> **Goal of the exercise**
Word for word, set down the entries below.
### Study material
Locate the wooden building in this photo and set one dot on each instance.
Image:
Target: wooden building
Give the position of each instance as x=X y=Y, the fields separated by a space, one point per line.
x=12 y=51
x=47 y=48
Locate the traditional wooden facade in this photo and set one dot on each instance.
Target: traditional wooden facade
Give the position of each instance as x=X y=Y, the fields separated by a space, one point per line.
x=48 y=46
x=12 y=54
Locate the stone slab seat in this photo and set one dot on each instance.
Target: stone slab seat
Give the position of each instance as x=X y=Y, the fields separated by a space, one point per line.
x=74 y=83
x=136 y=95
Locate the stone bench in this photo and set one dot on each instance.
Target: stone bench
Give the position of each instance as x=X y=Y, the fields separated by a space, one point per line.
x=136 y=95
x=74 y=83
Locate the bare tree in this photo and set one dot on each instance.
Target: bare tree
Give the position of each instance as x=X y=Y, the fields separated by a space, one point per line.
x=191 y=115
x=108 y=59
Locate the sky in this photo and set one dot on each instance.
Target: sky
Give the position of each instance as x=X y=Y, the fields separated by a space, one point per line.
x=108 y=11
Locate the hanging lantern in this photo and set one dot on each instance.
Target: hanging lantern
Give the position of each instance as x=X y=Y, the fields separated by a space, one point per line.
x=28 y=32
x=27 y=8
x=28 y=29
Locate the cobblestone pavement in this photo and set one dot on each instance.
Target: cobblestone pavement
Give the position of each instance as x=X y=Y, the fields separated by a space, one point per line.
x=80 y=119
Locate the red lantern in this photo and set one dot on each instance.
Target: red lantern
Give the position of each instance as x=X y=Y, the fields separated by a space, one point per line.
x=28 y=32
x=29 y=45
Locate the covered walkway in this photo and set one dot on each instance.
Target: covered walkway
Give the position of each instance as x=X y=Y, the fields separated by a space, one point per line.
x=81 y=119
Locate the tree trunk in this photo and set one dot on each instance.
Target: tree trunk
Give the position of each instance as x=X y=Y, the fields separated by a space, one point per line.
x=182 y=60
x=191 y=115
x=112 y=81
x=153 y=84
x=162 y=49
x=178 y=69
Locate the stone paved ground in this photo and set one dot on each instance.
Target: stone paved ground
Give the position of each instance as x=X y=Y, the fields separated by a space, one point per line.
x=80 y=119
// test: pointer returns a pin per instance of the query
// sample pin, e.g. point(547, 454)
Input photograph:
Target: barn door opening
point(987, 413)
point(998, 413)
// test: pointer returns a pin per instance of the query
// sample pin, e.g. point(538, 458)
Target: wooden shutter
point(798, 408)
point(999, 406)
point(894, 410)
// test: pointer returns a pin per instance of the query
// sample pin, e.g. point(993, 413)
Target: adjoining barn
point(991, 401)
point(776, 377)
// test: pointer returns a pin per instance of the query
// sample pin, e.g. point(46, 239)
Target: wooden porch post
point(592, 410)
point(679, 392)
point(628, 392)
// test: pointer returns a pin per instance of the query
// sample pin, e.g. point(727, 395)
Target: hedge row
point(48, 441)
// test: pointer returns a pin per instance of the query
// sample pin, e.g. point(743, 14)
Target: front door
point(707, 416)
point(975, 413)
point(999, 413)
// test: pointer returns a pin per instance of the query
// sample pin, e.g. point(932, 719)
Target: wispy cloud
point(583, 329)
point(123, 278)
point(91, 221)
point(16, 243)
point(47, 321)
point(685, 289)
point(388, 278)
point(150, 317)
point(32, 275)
######
> **Exercise result**
Locate the wooden building in this photo and set one dot on each instance.
Image:
Target: wooden building
Give the position of each instance as x=X y=Y, the fields separated by a space, one point per line.
x=12 y=51
x=47 y=48
Locate the traditional wooden facade in this photo and set one dot on each instance.
Target: traditional wooden facade
Give the position of each instance as x=X y=Y, the fields separated by a space, one point per line.
x=48 y=46
x=12 y=54
Locate the stone slab seat in this photo and set one dot on each instance.
Target: stone slab seat
Give the position of each instance as x=X y=Y, the fields separated by a space, one point per line.
x=74 y=83
x=136 y=95
Locate the stone bench in this photo and set one dot on each instance.
Target: stone bench
Give the position of each instance as x=X y=Y, the fields separated by a space, one point per line.
x=136 y=95
x=74 y=83
Locate the bare tree in this photo and set one dot on each instance.
Target: bare tree
Give the position of each instance as x=X y=Y, the fields separated by a space, one point per line.
x=191 y=115
x=108 y=59
Locate the sky in this photo and set one dot on each instance.
Target: sky
Give the position of each instance as x=X y=Y, the fields separated by a space, one point per line.
x=108 y=11
Locate the hanging lantern in this photo and set one dot on each instance.
Target: hanging lantern
Give the position of each instance as x=X y=Y, the fields separated by a space, one point per line.
x=28 y=32
x=27 y=8
x=28 y=29
Locate the cobblestone pavement in this photo and set one dot on each instance.
Target: cobblestone pavement
Give the position of each instance as x=X y=Y, the fields separated by a space, one point per line.
x=80 y=119
Locate the red lantern in this photo and set one dot on each instance.
Target: red lantern
Give the position of each instance as x=X y=Y, the fields separated by a space, one point per line.
x=28 y=32
x=29 y=45
Locate the covered walkway in this photo and set one dot on each instance.
Target: covered walkway
Give the position of each instance as x=X y=Y, the fields separated by a space, one point per line.
x=81 y=119
Locate the tree trunk in this photo and set one dot on each instance.
Target: tree trunk
Give the position of each instance as x=X y=Y, the fields separated by a space, one point per line.
x=182 y=60
x=191 y=115
x=112 y=81
x=153 y=84
x=162 y=49
x=178 y=69
Locate the stone paved ground in this photo and set one dot on each instance.
Target: stone paved ground
Give the position of each instance as x=X y=Y, the fields separated by a space, one point per line.
x=80 y=119
// test: pointer returns a pin per instance of the query
// sample pin, e.g. point(547, 454)
Input photograph:
Target: barn door opening
point(987, 413)
point(998, 413)
// test: pointer returns a pin per instance of the query
// sample pin, e.g. point(538, 458)
Target: wooden shutter
point(798, 408)
point(999, 406)
point(894, 410)
// test: pointer returns a pin per instance of the query
// sample pin, e.g. point(993, 413)
Target: adjoining barn
point(991, 401)
point(776, 377)
// test: pointer returns a pin per instance of the query
// sample pin, e.g. point(46, 239)
Target: wooden porch post
point(592, 410)
point(679, 392)
point(628, 392)
// test: pointer returns a pin per instance of the query
// sample pin, e.g. point(727, 395)
Target: hedge row
point(48, 441)
// test: pointer returns a pin per instance of the query
// sample pin, e.g. point(743, 14)
Target: front door
point(707, 416)
point(975, 413)
point(999, 413)
// test: pointer returns a pin per instance of the query
// sample pin, e.g. point(932, 719)
Target: wispy cloud
point(583, 329)
point(123, 278)
point(91, 221)
point(16, 243)
point(47, 321)
point(685, 289)
point(388, 278)
point(150, 317)
point(32, 275)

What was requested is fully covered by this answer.